PROBLEM DETAILS:
From the entries that follow, list every line in which the string "surface" appears.

Free-text object descriptions:
++++++++++
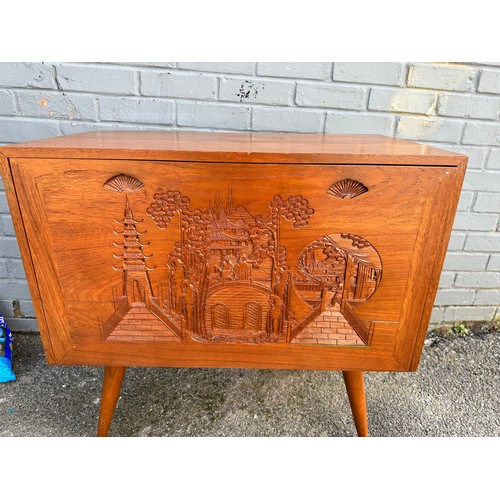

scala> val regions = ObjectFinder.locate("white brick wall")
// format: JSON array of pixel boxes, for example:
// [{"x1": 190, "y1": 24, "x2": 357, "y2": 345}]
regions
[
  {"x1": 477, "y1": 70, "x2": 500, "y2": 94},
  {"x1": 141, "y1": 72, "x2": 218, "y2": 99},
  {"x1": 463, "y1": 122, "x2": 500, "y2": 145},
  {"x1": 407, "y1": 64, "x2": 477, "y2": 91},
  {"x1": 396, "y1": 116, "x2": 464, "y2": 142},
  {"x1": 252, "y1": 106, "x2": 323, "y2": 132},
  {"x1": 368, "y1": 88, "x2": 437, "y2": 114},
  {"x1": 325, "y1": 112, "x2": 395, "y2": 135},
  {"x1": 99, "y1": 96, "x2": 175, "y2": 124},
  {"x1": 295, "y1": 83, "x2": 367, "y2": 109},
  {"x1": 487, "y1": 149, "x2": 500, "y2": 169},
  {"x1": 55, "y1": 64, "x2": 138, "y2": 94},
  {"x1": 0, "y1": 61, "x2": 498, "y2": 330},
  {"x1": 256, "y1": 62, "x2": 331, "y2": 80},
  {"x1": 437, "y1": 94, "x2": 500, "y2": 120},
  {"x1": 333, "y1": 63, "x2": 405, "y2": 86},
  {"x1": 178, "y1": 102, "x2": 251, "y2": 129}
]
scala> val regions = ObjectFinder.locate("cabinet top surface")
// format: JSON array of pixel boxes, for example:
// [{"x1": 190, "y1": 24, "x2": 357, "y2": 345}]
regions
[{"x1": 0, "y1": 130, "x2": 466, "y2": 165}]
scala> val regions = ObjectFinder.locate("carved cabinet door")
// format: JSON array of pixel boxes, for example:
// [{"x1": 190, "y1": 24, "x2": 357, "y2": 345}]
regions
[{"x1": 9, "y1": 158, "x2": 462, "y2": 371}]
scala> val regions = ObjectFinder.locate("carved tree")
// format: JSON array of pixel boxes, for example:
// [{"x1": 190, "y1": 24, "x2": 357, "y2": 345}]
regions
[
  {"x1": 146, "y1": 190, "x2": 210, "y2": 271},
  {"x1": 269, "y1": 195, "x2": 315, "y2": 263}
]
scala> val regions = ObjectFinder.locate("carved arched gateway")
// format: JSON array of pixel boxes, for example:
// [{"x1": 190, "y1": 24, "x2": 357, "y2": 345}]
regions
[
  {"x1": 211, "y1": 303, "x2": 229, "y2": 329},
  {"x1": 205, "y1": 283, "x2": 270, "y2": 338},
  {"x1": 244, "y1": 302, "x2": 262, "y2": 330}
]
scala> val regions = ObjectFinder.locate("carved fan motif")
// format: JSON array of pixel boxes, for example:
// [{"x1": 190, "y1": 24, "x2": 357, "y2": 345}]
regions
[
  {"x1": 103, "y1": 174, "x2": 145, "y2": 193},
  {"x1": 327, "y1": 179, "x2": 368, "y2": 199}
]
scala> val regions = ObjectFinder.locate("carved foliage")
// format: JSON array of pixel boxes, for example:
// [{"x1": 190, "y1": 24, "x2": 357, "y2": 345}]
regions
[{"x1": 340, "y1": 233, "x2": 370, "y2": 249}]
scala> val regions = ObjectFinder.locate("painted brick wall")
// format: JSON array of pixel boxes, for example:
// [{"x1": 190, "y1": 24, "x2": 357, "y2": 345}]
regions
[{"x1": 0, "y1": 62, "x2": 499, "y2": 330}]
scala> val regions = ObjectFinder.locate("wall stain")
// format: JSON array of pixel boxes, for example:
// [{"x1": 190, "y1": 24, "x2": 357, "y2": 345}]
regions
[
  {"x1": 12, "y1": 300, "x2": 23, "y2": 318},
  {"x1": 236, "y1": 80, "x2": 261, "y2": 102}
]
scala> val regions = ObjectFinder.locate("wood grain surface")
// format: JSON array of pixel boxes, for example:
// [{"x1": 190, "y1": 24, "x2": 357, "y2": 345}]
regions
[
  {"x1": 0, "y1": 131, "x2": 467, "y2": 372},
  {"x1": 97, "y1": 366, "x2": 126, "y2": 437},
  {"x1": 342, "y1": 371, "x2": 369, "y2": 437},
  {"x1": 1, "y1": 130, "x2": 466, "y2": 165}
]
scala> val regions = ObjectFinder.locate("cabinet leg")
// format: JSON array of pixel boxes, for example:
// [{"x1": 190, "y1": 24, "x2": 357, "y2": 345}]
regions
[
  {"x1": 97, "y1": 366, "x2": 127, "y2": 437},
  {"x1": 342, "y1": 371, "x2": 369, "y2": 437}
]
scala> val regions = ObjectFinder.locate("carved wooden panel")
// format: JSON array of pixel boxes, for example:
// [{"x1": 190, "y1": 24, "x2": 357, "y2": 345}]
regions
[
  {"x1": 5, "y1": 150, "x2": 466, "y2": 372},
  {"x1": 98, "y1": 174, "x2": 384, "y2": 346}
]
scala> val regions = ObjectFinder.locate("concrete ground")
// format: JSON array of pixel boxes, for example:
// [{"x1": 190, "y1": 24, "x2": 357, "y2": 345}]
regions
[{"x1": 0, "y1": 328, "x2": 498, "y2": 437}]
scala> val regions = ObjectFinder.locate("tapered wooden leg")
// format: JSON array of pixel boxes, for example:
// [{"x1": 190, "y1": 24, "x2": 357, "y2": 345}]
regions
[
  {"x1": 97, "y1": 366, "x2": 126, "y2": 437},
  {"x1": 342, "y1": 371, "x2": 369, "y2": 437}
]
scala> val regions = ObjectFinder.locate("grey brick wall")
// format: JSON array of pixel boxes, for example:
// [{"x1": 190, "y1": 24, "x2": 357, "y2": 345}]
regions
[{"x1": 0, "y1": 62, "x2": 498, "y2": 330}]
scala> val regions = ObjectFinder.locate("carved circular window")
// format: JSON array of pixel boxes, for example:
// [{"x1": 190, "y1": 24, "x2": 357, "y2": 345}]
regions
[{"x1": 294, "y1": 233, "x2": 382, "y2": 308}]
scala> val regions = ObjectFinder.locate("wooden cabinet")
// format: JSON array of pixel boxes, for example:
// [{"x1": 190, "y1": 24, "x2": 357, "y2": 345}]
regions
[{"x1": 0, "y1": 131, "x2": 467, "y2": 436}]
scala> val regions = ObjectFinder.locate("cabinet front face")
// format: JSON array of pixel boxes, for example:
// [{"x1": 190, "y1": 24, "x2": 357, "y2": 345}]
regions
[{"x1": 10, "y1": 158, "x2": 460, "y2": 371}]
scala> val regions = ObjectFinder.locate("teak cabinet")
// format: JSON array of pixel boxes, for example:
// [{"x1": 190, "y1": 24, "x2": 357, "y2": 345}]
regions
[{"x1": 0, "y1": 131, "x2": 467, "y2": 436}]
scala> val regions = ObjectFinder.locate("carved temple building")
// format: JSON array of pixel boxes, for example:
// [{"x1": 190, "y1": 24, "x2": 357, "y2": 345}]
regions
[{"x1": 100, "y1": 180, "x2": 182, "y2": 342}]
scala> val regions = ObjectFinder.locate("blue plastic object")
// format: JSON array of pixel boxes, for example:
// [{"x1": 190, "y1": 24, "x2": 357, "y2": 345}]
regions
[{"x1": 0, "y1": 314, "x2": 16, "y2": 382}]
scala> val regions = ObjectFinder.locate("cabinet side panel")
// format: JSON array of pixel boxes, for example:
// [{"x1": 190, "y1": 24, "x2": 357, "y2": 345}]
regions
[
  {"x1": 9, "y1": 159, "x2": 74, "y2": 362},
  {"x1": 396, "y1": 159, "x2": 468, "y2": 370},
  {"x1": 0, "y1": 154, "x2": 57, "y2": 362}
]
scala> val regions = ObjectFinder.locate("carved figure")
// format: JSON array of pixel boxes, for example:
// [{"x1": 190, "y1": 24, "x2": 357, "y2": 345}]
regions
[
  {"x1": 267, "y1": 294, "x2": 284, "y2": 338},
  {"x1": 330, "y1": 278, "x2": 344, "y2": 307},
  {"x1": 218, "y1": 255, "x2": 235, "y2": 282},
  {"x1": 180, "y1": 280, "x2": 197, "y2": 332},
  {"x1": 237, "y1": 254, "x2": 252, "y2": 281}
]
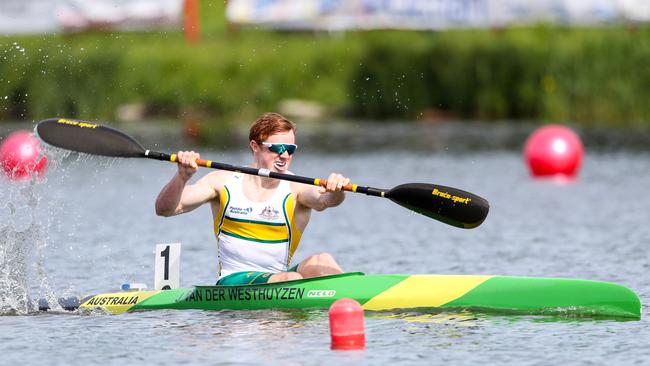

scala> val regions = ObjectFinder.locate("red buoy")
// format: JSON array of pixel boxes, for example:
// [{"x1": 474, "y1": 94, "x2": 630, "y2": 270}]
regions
++++++++++
REPLY:
scala> val regions = ObjectFinder.locate("cabinet top surface")
scala> val regions = ObjectFinder.locate("wood grain surface")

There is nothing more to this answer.